§ Provided text:
▬▬▬

Meet Erica and Borka.
Erica – 29 years old – lives not far from Budapest. At the age of 2, a road accident left her confined to a wheelchair.
Borka is a guide dog, trained to help disabled people.
Both of them are participating in a European Union research project, which aims to use their companionship as a model for interaction between humans and the robotic assistants of the future.
“Firstly, the physical help is very important – Borka picks up things that I’ve dropped, or fetches my basket, or opens doors or switches on the lights. But maybe even more importantly, she’s a real companion and a friend, she helps my social integration in many ways throughout the day.”
Thanks to cameras installed in a specially-designed room, researchers study how dogs position themselves, how they adjust the distance between themselves and their owners, how they interact, communicate, show initiative and follow orders.
“What we’re trying to find out are very simple behaviour elements, and these could be interpreted as some kind of algorithms. And I think that even a simple set of these could make behaviour of the robot more believable, more living being-like, or more companion-like”.
When Erica opens a cabinet, Borka approaches to see if she can help. Quickly understanding Erica’s request, she picks up a glove and carries it to the table.
What if robots could do the same?
At Hatfield – a University town near London – researchers are testing robot prototypes in a real residential home to see how they perform in true-life situations.

▬▬▬

[Polygon annotations for photos]
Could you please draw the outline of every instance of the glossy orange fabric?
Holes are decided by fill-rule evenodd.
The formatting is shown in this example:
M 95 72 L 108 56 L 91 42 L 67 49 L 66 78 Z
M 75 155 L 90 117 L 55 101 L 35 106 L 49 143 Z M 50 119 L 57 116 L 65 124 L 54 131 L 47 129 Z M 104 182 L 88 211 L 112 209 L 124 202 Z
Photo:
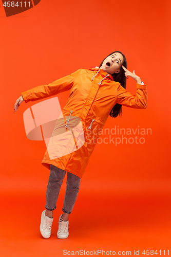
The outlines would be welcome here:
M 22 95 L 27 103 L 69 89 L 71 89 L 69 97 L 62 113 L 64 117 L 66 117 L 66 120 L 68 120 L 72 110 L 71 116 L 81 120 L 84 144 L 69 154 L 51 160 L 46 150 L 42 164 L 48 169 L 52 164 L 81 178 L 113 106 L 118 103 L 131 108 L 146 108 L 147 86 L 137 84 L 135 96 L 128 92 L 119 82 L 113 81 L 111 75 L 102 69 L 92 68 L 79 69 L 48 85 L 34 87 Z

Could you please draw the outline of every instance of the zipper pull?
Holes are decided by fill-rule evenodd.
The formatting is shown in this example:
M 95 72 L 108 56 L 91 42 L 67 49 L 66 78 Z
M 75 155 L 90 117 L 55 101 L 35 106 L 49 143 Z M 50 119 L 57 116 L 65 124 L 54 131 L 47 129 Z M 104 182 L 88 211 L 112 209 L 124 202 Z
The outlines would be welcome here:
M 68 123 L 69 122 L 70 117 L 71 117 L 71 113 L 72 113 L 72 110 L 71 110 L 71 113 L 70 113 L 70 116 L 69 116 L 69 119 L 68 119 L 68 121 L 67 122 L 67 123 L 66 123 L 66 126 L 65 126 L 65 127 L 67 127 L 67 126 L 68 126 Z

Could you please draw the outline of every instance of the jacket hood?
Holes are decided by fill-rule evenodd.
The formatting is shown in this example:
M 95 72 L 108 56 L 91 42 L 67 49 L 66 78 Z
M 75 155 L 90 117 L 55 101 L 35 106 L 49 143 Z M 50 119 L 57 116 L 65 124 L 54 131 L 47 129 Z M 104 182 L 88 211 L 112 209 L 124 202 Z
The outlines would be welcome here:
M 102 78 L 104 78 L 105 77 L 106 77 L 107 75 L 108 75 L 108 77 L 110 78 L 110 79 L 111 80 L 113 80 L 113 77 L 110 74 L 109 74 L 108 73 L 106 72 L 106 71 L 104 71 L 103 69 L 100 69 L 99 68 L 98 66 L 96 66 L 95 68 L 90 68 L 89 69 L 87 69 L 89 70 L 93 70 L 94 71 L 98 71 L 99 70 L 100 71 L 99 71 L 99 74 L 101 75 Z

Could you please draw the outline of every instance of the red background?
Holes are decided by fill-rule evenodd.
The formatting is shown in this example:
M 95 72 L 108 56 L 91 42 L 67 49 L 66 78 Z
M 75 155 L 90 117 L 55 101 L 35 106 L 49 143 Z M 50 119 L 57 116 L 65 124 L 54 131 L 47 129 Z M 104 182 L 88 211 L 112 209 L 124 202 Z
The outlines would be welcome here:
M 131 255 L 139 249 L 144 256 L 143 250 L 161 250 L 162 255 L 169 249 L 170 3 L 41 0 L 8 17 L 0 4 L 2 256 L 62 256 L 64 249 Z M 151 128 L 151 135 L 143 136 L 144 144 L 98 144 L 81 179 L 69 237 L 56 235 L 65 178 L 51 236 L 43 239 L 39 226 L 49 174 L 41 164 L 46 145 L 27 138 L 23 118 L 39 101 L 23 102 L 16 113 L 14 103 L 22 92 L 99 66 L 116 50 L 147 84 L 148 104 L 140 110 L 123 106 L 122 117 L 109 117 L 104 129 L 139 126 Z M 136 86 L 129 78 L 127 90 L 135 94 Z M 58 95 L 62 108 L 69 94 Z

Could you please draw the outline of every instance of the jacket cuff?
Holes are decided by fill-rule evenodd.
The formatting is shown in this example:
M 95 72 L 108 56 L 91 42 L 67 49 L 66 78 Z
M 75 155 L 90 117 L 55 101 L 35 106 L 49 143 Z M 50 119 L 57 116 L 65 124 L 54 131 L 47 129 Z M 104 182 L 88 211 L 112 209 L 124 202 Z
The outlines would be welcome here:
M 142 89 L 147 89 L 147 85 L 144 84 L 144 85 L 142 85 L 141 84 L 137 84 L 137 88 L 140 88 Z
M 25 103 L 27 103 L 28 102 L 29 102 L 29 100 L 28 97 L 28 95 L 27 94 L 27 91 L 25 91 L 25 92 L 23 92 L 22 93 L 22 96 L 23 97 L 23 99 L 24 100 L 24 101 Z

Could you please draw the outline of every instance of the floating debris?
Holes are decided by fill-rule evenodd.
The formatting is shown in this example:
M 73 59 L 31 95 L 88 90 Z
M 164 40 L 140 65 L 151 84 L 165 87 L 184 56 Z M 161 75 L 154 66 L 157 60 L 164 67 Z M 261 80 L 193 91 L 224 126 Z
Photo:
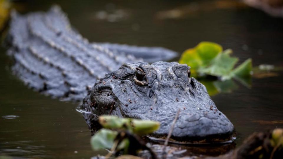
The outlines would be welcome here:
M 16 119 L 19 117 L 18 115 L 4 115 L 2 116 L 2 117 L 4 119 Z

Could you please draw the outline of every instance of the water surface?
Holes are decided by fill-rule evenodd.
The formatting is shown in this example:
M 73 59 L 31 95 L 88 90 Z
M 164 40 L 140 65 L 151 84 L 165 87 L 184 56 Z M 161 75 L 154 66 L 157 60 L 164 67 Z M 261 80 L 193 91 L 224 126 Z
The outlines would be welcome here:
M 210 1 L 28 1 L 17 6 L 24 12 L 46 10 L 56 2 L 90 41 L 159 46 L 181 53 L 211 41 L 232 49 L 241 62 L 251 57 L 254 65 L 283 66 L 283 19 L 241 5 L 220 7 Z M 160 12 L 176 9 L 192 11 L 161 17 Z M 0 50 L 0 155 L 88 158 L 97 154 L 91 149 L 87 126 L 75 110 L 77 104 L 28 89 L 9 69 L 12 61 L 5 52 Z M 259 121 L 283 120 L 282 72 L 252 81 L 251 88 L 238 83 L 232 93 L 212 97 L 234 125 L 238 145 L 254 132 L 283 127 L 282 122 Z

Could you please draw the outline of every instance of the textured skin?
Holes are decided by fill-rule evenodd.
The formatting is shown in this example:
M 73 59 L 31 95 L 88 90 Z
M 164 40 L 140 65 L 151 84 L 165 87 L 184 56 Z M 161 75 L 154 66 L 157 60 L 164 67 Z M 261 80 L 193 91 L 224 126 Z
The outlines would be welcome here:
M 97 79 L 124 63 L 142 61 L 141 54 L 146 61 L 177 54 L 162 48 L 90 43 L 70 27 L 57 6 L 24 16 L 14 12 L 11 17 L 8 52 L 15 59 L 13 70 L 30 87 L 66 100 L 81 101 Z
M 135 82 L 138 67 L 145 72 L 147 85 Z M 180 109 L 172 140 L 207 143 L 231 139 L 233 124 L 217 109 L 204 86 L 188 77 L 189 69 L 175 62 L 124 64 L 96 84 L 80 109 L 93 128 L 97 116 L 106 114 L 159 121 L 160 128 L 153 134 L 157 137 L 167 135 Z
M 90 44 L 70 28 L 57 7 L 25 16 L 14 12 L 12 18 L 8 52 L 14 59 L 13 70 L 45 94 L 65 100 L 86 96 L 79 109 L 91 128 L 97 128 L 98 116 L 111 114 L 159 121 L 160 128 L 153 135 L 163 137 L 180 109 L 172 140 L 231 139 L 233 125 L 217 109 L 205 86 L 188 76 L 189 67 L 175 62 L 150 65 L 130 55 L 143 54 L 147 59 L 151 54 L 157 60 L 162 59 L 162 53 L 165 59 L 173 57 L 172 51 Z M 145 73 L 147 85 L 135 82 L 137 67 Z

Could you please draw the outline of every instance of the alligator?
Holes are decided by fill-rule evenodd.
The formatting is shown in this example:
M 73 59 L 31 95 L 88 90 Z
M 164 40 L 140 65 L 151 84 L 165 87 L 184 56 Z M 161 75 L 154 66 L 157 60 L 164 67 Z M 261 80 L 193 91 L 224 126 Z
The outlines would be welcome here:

▬▬▬

§ Written tasks:
1) According to the passage about Erica and Borka, where are researchers testing robot prototypes?
2) From the records, write out the lines beginning with the line containing "the floating debris?" and continuing through the line containing "M 16 119 L 19", with the pictures left out.

§ The responses:
1) In a real residential home at Hatfield, a University town near London.

2)
Could you please draw the outline of every instance of the floating debris?
Holes are decided by fill-rule evenodd.
The formatting is shown in this example:
M 73 59 L 31 95 L 88 90 Z
M 164 40 L 140 65 L 151 84 L 165 87 L 184 56 Z M 161 75 L 154 66 L 157 60 L 164 67 Z M 261 80 L 193 91 L 224 126 Z
Photo:
The outlines would be welcome here:
M 16 119 L 19 117 L 18 115 L 4 115 L 2 116 L 2 117 L 4 119 Z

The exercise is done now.